Work item:
Among the entries that follow, find every line with the word "microphone" and list it.

Referring expression data:

Start of Block

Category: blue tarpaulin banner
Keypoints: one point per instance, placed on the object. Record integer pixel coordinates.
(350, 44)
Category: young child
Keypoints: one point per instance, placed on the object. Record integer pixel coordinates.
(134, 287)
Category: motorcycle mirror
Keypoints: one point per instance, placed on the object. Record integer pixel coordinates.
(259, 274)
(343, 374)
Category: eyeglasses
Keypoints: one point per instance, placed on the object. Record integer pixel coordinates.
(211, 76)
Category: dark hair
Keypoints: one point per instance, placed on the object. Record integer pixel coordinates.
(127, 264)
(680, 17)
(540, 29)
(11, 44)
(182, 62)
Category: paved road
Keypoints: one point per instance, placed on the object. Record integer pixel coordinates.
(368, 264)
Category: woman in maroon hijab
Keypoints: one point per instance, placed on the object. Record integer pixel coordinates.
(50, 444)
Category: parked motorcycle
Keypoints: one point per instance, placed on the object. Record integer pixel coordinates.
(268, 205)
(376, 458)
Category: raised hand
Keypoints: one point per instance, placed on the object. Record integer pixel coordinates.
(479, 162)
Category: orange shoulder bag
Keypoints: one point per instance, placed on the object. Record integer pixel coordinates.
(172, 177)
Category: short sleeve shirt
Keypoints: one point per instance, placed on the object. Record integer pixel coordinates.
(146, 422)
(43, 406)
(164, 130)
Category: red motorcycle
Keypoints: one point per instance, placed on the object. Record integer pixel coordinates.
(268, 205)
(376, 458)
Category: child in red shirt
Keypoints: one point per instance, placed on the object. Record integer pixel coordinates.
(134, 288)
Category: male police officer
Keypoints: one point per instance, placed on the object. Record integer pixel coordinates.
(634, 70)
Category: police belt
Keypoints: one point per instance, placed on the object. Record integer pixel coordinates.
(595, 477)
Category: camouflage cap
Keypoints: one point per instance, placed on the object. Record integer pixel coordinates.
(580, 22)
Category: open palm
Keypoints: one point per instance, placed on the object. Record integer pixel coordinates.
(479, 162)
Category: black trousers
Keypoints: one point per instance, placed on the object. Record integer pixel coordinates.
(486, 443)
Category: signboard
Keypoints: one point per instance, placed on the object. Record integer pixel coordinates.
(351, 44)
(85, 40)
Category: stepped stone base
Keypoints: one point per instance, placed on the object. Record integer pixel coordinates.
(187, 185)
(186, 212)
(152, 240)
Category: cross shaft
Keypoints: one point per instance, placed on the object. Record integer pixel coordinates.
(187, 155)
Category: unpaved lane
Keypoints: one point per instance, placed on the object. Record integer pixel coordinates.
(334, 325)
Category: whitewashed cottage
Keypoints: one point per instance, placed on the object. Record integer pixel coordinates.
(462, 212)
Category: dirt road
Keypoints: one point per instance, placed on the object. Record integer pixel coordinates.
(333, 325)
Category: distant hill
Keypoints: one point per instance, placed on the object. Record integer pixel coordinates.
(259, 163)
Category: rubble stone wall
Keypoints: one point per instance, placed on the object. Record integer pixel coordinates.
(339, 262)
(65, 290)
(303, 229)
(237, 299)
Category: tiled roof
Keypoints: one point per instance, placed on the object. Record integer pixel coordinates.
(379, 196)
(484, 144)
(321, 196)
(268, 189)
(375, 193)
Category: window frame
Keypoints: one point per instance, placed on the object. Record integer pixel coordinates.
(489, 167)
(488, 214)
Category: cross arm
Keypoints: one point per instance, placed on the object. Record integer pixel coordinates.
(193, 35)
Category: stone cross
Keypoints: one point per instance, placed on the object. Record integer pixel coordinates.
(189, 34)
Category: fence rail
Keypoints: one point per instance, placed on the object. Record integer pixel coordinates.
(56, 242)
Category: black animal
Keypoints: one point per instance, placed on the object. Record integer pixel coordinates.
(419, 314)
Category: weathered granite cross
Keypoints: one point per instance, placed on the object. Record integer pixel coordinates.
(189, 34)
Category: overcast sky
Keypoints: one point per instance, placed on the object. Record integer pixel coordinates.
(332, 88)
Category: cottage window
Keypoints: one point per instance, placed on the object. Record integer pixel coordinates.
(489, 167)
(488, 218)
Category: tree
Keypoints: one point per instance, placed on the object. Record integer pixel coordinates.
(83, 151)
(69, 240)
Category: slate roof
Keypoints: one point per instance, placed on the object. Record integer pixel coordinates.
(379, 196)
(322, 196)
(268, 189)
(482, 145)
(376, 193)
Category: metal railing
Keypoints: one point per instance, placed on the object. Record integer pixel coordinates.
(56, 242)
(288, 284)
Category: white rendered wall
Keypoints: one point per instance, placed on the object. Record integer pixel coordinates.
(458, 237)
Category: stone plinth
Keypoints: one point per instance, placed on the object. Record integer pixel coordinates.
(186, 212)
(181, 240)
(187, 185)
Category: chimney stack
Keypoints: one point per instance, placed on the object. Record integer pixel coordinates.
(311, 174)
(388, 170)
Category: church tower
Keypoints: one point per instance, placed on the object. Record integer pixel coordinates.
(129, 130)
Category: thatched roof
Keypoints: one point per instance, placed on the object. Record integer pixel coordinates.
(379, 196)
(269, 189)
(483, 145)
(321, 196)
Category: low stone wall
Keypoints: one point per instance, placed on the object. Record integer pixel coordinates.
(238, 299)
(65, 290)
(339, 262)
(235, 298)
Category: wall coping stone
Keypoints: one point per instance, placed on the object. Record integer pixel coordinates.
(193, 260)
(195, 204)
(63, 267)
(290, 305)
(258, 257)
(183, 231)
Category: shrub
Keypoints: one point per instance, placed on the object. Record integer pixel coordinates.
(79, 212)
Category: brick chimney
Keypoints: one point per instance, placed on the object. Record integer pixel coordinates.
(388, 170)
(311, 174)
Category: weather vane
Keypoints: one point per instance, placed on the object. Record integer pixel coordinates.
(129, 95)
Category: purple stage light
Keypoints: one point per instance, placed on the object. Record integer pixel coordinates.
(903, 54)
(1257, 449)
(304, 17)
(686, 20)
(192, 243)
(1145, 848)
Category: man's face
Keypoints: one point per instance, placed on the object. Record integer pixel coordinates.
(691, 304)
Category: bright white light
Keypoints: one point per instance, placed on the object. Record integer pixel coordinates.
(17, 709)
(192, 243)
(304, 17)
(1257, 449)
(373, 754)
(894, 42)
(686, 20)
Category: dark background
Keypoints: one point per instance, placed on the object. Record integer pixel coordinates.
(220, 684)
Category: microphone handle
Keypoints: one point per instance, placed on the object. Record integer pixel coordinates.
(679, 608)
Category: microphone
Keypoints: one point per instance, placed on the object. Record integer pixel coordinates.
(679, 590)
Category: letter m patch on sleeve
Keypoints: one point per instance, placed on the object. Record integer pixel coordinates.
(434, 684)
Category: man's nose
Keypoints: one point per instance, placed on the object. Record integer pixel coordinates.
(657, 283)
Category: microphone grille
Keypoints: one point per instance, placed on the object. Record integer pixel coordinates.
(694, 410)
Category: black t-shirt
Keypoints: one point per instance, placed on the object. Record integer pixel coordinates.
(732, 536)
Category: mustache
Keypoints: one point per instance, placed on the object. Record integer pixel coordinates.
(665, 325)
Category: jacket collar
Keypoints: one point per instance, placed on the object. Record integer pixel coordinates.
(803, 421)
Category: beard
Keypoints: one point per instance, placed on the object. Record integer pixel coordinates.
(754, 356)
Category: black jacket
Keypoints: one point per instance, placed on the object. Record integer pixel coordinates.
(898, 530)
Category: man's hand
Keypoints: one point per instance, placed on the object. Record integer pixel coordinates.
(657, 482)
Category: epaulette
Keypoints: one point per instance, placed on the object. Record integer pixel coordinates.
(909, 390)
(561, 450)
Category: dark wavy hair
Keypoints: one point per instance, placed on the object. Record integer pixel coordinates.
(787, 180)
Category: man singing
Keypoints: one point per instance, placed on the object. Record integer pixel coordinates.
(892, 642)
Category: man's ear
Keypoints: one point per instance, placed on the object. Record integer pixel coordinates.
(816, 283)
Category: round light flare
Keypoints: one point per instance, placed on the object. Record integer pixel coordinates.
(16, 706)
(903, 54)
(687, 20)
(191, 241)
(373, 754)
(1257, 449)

End of Block

Written answer:
Category: microphone handle
Category: microphone
Category: microphone grille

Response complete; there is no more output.